● **Work request**
From the listing below, copy only the lines from the line that contains "Quickstart: hand over" to the line that contains "Target: train", counting those two lines as part of the copy.

● **Information**
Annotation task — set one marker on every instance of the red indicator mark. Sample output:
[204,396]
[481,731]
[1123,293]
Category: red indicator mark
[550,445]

--

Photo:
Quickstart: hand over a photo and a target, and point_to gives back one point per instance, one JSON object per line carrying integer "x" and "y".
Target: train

● **Solution to this task**
Quickstart: hand over a photo and a target, and point_to gives back one point per instance, one JSON object per line carrying integer "x" and "y".
Target: train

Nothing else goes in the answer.